● Required task 1:
Answer these questions about the header of the unweighted distribution plots appendix.
(a) On what scale are the desired relationship ratings measured?
(b) Which file supplies the data?
(c) Why do the facets use free y-scales?

● Document segment:
+--

#### ======================================================================
#### Online appendix: Unweighted distribution plots by country
#### ----------------------------------------------------------------------
#### Purpose:
####   Visualize the distribution of respondents’ desired relationship
####   ratings with China and with the United States (1 to 10) separately
####   for each country in the study sample.
####
#### Data:
####   data/anonymized_survey.csv
####   Respondent-level (anonymized) survey file with country identifiers
####   and item responses for China_desired and USA_desired.
####
#### Output:
####   output/china_all_unweighted.pdf
####   output/usa_all_unweighted.pdf
####
#### Notes:
####   - These plots use raw (unweighted) counts.
####   - Facets use free y-scales to accommodate country-specific sample sizes.
####   - Country name harmonization ensures consistent labels across figures.

+--

● Required task 2: Reproduce the records from their first line through the line holding "143 105 L 144", inclusive. Add 37 to every number in the SVG answers, meaning both the viewBox values and the path coordinates, and leave the requests unchanged.

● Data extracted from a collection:

+--

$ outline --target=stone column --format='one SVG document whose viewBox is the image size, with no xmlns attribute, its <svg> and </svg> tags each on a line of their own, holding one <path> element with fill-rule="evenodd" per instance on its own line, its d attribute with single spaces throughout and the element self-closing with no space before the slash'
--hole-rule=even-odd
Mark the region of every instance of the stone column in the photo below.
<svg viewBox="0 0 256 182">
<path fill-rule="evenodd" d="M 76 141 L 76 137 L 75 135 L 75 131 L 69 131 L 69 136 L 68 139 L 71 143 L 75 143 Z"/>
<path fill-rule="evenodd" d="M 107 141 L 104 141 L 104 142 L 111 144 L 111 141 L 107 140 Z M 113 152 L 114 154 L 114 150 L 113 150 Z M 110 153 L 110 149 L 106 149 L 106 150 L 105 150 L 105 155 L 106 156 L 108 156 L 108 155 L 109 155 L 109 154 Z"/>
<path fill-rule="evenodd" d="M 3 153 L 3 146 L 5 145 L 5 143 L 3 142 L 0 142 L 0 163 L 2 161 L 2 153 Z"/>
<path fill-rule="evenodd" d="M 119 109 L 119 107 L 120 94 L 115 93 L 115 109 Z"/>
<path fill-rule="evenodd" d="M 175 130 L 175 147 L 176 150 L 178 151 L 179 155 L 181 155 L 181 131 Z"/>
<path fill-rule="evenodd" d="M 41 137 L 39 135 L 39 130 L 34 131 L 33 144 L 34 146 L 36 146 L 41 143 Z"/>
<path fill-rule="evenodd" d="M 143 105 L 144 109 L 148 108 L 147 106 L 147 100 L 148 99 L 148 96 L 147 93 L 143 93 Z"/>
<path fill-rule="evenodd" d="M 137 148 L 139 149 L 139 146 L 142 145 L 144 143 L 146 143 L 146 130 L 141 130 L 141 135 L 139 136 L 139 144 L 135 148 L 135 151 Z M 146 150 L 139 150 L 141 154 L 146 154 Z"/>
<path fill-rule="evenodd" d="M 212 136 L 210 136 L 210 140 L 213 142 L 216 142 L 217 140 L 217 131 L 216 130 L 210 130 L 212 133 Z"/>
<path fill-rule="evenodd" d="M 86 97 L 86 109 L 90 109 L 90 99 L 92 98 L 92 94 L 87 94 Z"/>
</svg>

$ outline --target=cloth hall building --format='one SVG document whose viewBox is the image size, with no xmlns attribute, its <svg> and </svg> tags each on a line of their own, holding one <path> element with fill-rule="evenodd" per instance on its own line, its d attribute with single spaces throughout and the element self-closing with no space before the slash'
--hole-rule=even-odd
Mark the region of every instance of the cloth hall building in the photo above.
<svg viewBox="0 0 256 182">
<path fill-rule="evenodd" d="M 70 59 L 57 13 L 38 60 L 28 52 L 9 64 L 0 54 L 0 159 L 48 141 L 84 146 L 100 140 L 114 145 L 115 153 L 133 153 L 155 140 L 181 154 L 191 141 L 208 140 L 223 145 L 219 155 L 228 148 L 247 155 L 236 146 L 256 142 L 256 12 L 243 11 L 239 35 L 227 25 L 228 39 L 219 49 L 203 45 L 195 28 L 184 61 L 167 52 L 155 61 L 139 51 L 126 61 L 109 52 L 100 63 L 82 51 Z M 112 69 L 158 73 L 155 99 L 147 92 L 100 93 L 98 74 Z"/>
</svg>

+--

● Answer 1:
(a) From 1 to 10.
(b) data/anonymized_survey.csv
(c) To accommodate country-specific sample sizes.

● Answer 2:
$ outline --target=stone column --format='one SVG document whose viewBox is the image size, with no xmlns attribute, its <svg> and </svg> tags each on a line of their own, holding one <path> element with fill-rule="evenodd" per instance on its own line, its d attribute with single spaces throughout and the element self-closing with no space before the slash'
--hole-rule=even-odd
Mark the region of every instance of the stone column in the photo below.
<svg viewBox="37 37 293 219">
<path fill-rule="evenodd" d="M 113 178 L 113 174 L 112 172 L 112 168 L 106 168 L 106 173 L 105 176 L 108 180 L 112 180 Z"/>
<path fill-rule="evenodd" d="M 144 178 L 141 178 L 141 179 L 148 181 L 148 178 L 144 177 Z M 150 189 L 151 191 L 151 187 L 150 187 Z M 147 190 L 147 186 L 143 186 L 143 187 L 142 187 L 142 192 L 143 193 L 145 193 L 145 192 L 146 192 L 146 191 Z"/>
<path fill-rule="evenodd" d="M 40 190 L 40 183 L 42 182 L 42 180 L 40 179 L 37 179 L 37 200 L 39 198 L 39 190 Z"/>
<path fill-rule="evenodd" d="M 156 146 L 156 144 L 157 131 L 152 130 L 152 146 Z"/>
<path fill-rule="evenodd" d="M 212 167 L 212 184 L 213 187 L 215 188 L 216 192 L 218 192 L 218 168 Z"/>
<path fill-rule="evenodd" d="M 78 174 L 76 172 L 76 167 L 71 168 L 70 181 L 71 183 L 73 183 L 78 180 Z"/>
<path fill-rule="evenodd" d="M 180 142 L 181 146 L 185 145 L 184 143 L 184 137 L 185 136 L 185 133 L 184 130 L 180 130 Z"/>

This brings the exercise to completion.